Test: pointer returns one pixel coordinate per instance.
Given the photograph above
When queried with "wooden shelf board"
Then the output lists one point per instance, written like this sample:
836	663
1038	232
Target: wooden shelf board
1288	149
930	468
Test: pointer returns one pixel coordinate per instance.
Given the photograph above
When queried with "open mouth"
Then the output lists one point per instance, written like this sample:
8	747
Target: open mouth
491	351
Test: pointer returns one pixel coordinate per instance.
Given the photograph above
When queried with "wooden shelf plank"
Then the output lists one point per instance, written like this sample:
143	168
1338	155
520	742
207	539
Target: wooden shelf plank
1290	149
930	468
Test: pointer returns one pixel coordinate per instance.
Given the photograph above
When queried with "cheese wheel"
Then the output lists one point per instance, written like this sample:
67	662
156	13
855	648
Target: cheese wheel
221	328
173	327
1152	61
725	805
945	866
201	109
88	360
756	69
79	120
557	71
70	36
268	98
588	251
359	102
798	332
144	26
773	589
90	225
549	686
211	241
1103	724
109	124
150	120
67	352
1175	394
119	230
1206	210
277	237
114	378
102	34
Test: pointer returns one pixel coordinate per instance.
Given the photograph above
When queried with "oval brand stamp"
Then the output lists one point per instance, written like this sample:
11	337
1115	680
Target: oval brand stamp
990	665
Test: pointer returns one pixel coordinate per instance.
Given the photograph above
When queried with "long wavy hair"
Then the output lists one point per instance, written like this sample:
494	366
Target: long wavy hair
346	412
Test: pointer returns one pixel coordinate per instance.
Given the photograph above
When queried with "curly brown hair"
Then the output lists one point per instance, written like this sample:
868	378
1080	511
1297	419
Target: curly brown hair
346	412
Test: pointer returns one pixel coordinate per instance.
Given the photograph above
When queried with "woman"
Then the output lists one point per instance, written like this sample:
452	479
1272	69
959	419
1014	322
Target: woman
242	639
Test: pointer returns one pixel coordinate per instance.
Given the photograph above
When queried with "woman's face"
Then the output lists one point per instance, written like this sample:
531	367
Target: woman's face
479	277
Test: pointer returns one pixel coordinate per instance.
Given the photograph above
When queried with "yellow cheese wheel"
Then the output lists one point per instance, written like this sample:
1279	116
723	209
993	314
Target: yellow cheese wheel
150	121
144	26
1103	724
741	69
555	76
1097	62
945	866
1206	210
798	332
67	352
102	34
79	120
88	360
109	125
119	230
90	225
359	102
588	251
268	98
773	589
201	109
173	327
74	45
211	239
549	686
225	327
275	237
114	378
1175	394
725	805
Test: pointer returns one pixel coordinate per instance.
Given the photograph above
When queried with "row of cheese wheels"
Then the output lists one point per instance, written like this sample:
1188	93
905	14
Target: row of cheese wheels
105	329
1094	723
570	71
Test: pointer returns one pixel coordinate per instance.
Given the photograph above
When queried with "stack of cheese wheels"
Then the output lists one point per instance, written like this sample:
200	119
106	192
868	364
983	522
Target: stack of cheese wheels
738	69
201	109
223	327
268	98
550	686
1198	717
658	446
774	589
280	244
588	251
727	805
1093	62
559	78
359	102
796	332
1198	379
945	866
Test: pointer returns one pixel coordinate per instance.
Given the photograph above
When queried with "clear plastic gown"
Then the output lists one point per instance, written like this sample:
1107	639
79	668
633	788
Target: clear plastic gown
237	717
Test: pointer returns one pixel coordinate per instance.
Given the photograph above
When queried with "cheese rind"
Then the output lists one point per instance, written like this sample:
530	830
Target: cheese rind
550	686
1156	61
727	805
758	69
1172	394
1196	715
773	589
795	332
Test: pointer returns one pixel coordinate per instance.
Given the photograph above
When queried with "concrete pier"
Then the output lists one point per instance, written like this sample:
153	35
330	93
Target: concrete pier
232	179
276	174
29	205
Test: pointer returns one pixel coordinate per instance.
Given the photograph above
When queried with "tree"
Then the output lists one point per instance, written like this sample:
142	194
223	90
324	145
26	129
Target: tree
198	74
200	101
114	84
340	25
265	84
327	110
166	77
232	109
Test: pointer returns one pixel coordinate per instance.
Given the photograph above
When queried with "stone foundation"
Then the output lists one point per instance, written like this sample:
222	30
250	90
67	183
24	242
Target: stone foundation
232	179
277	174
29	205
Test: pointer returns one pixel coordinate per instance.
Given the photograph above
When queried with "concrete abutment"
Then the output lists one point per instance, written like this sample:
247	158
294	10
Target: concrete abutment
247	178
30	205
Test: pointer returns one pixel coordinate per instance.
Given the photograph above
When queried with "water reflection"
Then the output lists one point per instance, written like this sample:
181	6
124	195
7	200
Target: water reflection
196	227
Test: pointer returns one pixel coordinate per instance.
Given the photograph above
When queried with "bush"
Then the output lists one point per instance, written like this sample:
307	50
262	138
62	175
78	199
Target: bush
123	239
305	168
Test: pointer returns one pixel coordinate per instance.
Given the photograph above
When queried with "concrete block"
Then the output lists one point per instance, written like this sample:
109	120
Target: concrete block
━━━━━━━━━━━━━━━━━━━━━━━━━━━━━━
TRY IT> Reproduce each line from the data that has "block" in it.

RESPONSE TO THE EXERCISE>
When queried with "concrete block"
Target: concrete block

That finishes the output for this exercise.